▶ [Written task]
Transcribe every line of the records below exactly, leaving out the pictures.

▶ [Information given]
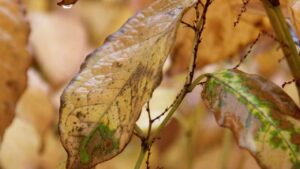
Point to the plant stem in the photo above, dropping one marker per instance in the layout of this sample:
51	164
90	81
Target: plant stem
226	147
199	28
282	32
138	131
140	159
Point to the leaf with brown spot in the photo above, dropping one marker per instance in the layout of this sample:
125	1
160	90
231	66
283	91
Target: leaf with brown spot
66	2
15	58
263	118
102	103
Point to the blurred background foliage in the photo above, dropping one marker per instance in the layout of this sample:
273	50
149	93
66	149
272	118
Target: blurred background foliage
61	38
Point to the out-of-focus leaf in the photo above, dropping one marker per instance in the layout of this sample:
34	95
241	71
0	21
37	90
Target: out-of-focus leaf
66	43
116	13
101	105
20	146
295	15
264	119
66	2
217	45
15	58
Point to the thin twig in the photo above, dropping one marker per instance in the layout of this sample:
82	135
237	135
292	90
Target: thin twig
288	83
248	52
243	10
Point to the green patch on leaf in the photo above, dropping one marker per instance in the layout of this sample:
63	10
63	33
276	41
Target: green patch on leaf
263	117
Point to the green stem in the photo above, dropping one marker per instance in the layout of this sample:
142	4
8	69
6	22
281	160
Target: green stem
140	159
226	147
282	32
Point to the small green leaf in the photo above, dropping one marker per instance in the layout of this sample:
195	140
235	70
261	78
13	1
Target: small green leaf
263	118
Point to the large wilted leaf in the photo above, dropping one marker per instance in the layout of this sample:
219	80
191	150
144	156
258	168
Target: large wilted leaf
101	105
264	119
67	2
14	58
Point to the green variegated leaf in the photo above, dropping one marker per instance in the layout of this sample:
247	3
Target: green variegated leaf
263	118
102	103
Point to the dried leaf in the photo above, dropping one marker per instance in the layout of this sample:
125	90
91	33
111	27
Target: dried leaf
264	119
101	105
14	57
217	45
67	45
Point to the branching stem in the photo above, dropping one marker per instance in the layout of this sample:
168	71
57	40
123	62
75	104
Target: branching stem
283	34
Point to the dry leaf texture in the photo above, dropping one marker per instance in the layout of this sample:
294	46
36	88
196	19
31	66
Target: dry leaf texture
102	103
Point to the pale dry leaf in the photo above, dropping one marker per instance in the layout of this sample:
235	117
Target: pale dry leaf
116	13
263	118
20	146
60	42
36	108
102	103
15	58
220	40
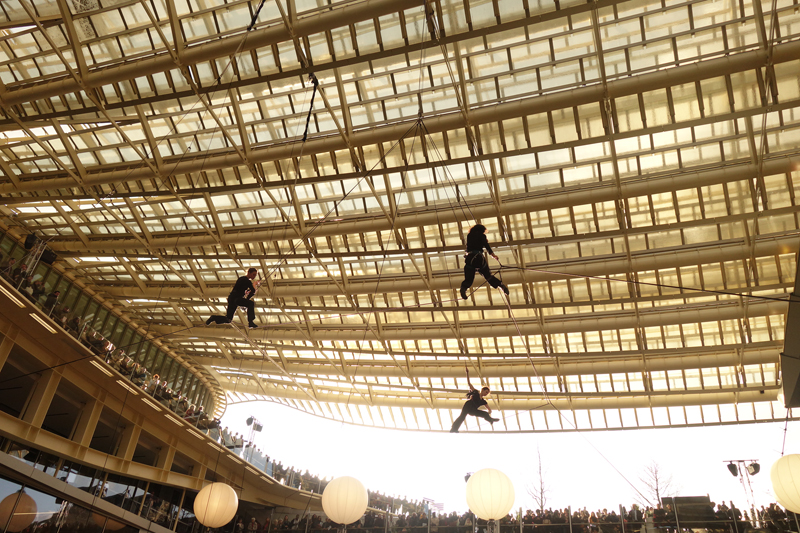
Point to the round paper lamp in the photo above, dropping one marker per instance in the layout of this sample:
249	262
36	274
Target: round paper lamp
24	513
785	476
490	494
344	500
215	505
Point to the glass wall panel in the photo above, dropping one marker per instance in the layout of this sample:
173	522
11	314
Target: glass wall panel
158	363
180	378
108	327
80	305
79	476
125	341
99	318
7	488
124	492
90	312
151	355
186	518
173	372
6	244
69	293
116	334
135	345
161	504
47	511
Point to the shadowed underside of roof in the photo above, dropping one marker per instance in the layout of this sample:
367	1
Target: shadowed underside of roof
633	161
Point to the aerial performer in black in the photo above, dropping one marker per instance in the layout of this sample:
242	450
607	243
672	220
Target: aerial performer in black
476	399
474	260
241	295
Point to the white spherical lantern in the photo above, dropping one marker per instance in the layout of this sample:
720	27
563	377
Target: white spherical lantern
490	494
345	500
24	512
215	505
785	476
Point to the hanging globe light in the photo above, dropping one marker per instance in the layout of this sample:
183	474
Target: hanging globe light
785	476
24	512
490	494
215	505
344	500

▶ [Final result]
Point to the plant stem in the photo above, dropping one marker per instance in the layout of this sample:
51	164
90	81
Target: plant stem
226	147
199	28
282	32
138	131
140	159
Point to the leaf with brown spot in the photo above, dropping one marker per instance in the layout of this sample:
125	1
160	90
231	66
283	91
Target: leaf with brown spot
66	2
15	58
263	118
102	103
Point to the blurred background foliage in the photo above, dropping one marker per instance in the layout of this sample:
273	50
149	93
66	149
272	118
Target: blurred background foliage
61	38
Point to the out-of-focus leaf in the photo above, dropping one marker per instance in the layout of this sample:
34	95
241	71
0	21
37	90
Target: out-of-focus leaf
66	43
116	13
101	105
20	146
295	15
264	119
66	2
217	45
15	58
Point to the thin twig in the photo above, dropping one marker per instance in the layout of this sample:
82	135
237	135
292	90
Target: thin twig
288	83
248	52
243	10
Point to the green patch on leaf in the photo above, dropping one marker per instance in the layout of this sample:
63	10
63	33
276	41
Target: green patch on leaf
263	117
Point to the green stem in the photo above, dropping one marker per instance in the layout of this sample:
142	4
8	69
6	22
281	160
Target: green stem
140	159
226	147
282	32
Point to the small green leaf in the photo above, dropping one marker per instance in the layout of this sample:
195	140
235	70
261	78
13	1
Target: small green leaf
263	118
Point to the large wilted leaf in the photo above, dropping one marker per instance in the layout of this sample:
219	80
191	150
144	156
258	168
Target: large wilted leaf
101	105
264	119
67	2
14	58
Point to the green variegated leaf in the photo above, dropping one marker per instance in the layout of this sample:
247	3
Target: green variegated leaf
263	118
102	103
Point to the dried leaf in the photo above, dropping one marker per instance in the layout of this sample:
125	90
91	33
111	27
Target: dried leaf
264	119
101	105
14	57
217	45
67	45
Point to the branching stem in the photo above, dropping one marker per instance in the layout of this sample:
168	71
57	40
123	62
75	104
Target: branching stem
283	34
Point to the dry leaf texture in the photo above, dropping one marker per instance in the layout of this sample:
294	46
36	88
196	19
31	66
Target: dry leaf texture
102	103
Point to the pale dry leaf in the photo above, dropping one marker per instance in the layout of this sample:
235	117
Target: pale dry leaf
116	13
263	118
20	146
60	42
36	108
102	103
15	58
220	40
Point to the round paper lamp in the photo above, dropping one marker per instance in the layout of this sample:
249	262
36	274
Target: round paper lamp
24	513
785	476
490	494
344	500
215	505
Point to the glass wall panel in the photo above, dropping one marker per instance in the layout of this sample:
173	522
11	314
Target: glass wall panel
158	363
180	378
108	327
80	305
79	476
125	341
99	318
7	488
124	492
90	312
151	355
186	518
173	372
6	244
69	293
116	334
135	345
161	504
47	511
Point to the shadowed underside of roof in the photo above, dropping one marker per instance in the layout of this sample:
367	1
Target: shadowed underside of roof
633	161
Point to the aerial performer in black in the photo above, dropping one marker per instance in the layout of this sample:
242	450
607	243
672	220
Target: aerial performer in black
476	399
474	260
241	295
Point to the white spherical lantern in the photo above, dropping one marker per instance in the layout of this sample:
720	27
563	377
Target: white spherical lantern
490	494
345	500
24	512
215	505
785	476
Point to the hanging globe light in the photo above, dropping one marker per instance in the layout of this sample:
183	474
Target: hanging globe light
785	476
24	512
490	494
215	505
344	500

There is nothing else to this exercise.